▸ PROBLEM TO WORK ON: Please pull out every line of the entries below that contains the word "framed". Case counts.

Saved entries
--*--

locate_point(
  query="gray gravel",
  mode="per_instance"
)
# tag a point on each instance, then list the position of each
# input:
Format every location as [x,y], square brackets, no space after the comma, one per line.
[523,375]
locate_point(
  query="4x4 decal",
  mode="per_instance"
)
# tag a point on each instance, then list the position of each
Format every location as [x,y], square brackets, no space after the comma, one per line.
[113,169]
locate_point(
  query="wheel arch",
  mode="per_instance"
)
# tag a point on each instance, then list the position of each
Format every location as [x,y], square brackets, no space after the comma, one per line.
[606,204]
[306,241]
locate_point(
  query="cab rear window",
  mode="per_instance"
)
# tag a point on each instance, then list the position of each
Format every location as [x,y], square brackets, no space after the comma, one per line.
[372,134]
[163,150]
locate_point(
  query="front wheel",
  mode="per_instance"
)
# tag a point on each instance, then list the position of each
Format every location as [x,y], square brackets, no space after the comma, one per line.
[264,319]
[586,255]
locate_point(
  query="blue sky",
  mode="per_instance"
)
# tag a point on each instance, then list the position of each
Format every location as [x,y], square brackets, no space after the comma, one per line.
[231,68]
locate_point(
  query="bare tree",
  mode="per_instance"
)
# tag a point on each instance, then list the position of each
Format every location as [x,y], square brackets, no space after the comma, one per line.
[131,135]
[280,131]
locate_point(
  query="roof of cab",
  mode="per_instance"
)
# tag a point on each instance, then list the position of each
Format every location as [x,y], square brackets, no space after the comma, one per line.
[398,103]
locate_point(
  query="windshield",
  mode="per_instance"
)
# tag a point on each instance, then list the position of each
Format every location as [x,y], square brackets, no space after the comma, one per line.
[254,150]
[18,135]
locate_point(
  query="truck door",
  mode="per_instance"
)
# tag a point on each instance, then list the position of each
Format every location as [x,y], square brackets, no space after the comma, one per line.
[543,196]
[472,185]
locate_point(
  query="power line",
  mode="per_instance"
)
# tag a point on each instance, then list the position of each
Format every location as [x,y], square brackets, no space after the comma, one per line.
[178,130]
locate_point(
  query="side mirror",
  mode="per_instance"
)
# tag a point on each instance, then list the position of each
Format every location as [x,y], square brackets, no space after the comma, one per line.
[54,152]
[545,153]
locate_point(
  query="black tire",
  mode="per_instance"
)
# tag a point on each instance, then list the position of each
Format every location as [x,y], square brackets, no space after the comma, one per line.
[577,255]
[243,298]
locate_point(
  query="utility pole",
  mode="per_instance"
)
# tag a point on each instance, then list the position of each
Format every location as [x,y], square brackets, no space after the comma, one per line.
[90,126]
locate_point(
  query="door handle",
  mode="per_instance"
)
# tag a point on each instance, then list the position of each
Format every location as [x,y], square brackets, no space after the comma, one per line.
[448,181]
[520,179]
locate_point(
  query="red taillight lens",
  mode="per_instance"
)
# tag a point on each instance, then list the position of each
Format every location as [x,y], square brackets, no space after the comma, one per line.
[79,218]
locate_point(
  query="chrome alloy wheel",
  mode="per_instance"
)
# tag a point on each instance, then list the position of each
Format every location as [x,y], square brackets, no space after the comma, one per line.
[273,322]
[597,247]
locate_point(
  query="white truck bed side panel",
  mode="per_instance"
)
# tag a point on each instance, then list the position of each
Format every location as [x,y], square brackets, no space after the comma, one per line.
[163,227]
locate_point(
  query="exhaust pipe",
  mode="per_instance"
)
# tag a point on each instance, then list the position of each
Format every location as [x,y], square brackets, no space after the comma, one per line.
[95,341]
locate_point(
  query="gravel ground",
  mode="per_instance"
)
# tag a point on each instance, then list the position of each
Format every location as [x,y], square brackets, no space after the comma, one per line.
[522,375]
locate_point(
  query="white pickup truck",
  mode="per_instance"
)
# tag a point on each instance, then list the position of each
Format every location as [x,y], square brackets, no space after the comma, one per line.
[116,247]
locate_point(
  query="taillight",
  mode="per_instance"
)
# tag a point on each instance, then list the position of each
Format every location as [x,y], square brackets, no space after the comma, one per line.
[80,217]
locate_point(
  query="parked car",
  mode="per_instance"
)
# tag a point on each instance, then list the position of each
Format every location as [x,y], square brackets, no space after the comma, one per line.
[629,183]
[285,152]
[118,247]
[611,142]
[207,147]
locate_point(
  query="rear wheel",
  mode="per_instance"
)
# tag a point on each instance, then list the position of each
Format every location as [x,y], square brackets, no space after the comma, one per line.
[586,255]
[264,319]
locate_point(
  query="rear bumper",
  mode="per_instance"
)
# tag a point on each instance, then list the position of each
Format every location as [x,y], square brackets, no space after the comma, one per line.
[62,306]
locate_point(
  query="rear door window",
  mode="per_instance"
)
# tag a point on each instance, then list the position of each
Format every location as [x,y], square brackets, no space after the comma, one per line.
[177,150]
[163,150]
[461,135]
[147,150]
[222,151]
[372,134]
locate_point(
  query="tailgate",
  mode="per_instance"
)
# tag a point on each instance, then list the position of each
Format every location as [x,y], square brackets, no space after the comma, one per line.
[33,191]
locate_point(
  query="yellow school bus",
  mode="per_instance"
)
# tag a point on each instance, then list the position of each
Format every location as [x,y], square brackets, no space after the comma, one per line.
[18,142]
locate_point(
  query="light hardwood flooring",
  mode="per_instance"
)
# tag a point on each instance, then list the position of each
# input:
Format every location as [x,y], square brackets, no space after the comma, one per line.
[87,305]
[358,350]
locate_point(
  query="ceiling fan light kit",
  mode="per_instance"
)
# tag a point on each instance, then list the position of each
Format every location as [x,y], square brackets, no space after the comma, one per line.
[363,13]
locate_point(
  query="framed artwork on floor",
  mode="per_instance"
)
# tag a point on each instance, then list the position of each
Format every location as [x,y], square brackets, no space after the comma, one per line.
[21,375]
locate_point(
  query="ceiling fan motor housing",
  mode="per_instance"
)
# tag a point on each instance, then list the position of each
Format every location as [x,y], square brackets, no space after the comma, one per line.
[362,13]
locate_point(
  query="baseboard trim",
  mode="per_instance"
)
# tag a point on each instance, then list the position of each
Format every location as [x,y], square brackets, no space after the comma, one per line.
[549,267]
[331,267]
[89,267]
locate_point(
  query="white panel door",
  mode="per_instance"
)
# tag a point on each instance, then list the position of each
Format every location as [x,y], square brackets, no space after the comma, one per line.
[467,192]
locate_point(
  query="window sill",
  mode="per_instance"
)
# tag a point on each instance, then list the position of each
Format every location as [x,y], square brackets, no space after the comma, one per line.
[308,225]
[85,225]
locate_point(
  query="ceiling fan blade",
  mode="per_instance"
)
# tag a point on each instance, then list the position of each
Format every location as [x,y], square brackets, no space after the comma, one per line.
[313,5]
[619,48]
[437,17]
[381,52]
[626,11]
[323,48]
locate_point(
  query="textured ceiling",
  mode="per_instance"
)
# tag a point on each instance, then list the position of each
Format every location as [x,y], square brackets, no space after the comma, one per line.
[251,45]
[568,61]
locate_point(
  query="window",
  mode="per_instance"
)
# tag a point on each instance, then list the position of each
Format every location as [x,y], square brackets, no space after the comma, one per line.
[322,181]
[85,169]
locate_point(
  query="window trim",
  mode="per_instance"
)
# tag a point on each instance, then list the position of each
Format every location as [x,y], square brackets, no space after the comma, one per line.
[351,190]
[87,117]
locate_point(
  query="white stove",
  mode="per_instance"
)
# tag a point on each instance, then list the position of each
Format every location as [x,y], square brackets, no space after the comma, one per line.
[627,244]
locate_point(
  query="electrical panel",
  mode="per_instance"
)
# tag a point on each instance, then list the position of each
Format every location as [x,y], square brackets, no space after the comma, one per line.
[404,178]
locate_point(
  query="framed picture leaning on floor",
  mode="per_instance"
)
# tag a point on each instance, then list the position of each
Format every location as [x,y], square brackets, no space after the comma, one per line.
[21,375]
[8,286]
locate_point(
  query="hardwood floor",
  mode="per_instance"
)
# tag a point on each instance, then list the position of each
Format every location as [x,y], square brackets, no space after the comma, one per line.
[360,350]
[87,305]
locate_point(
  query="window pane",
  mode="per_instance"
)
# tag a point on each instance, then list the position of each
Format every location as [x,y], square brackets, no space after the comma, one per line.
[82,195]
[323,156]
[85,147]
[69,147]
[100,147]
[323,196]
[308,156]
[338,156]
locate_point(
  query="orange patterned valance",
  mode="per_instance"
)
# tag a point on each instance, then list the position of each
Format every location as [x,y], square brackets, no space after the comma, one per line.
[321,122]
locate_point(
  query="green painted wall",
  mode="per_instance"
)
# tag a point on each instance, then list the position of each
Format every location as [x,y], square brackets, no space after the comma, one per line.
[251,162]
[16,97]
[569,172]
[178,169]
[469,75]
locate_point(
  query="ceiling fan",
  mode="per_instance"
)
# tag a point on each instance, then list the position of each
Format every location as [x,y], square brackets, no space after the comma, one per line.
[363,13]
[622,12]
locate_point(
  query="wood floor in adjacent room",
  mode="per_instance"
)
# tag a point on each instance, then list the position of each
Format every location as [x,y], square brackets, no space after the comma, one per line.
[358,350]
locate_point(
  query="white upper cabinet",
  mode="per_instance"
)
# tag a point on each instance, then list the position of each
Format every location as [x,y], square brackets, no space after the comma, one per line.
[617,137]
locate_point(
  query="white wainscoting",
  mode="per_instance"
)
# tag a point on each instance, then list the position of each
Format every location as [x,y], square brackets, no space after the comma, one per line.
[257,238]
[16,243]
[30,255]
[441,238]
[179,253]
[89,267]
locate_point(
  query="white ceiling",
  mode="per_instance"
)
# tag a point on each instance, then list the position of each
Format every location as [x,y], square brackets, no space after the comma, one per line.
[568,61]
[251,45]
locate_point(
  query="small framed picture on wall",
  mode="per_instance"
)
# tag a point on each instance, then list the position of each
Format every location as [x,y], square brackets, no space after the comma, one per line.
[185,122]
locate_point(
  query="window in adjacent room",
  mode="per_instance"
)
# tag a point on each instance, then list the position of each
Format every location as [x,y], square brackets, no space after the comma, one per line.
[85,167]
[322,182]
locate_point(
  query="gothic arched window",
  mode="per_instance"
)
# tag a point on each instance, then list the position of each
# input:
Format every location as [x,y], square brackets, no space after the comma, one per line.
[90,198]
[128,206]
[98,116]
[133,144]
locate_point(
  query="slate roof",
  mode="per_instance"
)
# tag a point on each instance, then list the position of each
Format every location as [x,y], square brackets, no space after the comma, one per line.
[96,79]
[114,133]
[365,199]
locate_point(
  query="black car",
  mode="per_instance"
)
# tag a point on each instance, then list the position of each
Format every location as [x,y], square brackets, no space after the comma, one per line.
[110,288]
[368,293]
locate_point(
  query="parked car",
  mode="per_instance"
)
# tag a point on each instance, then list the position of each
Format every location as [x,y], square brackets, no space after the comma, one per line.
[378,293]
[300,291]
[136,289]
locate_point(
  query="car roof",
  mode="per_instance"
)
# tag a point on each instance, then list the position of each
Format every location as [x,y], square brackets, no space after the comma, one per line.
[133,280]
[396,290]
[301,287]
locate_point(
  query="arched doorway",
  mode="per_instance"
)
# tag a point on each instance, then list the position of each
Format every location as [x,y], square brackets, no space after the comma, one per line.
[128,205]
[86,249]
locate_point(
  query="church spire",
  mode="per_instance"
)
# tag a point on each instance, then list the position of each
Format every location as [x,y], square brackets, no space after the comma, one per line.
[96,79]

--*--

▸ ANSWER IN FULL:
  query="framed artwork on floor",
  query="framed picture leaning on floor",
  query="small framed picture on wall",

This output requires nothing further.